### DIRECTIONS
**a.** In the Bilis rainfall text, what horizontal grid resolution does the model use?
**b.** Pick up the Bilis rainfall text after its last sentence and carry it on.

In this study, torrential rainfall responses to radiative and microphysical processes of ice clouds during the landfall of severe tropical storm Bilis (2006) are investigated by conducting and analyzing a series of sensitivity experiments. The model and sensitivity experiments are briefly described in the next section. The results are presented in Sect. 3. A summary is given in Sect. 4.

2 Model and sensitivity experiments

The model used in this study is the 2D version of the Goddard cumulus ensemble model (Sui et al. 1994, 1998) modified by Li et al. (1999). The cloud-resolving model was originally developed by Soong and Ogura (1980), Soong and Tao (1980), and Tao and Simpson (1993). The model includes prognostic equations for potential temperature, specific humidity, mixing ratios of cloud hydrometeors (cloud water, rain, cloud ice, snow, and graupel). The model has cloud microphysical parameterization schemes (Lin et al. 1983; Rutledge and Hobbs 1983, 1984; Tao et al. 1989; Krueger et al. 1995) and solar and thermal infrared radiation parameterization schemes (Chou et al. 1991, 1998; Chou and Suarez 1994). The model uses cyclic lateral boundary conditions, a horizontal domain of 768 km, a horizontal grid resolution of 1.5 km, and a time step of 12 s. The detailed model descriptions can be found in Gao and Li (2008a).

### DATASET
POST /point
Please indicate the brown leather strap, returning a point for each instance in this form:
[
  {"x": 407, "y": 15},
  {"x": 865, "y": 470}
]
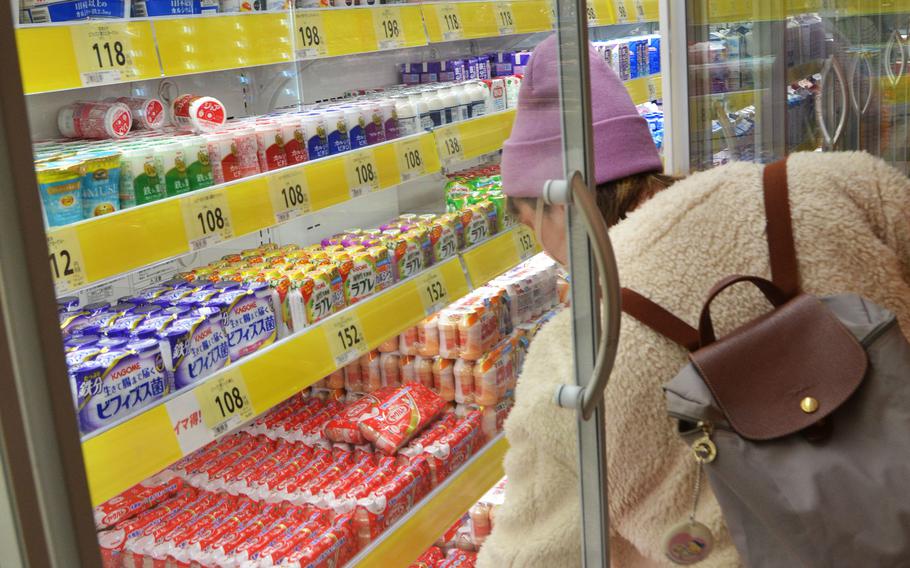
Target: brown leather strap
[
  {"x": 784, "y": 268},
  {"x": 706, "y": 328},
  {"x": 659, "y": 319}
]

### THE RESULTS
**a.** 1.5 km

**b.**
The reanalysis data from NCEP/GDAS that have a horizontal resolution of 0.5° × 0.5° and a temporal resolution of 4 times per day are used to construct time-varied zonally uniform vertical velocity, zonal wind, and horizontal temperature and vapor advection. The forcing data are interpolated to be imposed in the model at each time step. The model is integrated from 0800 LST 14 July to 0800 LST 17 July 2006 (a total of 3 days) with the forcing averaged in a rectangular box of 108–116°E, 23–24°N (Fig. 1).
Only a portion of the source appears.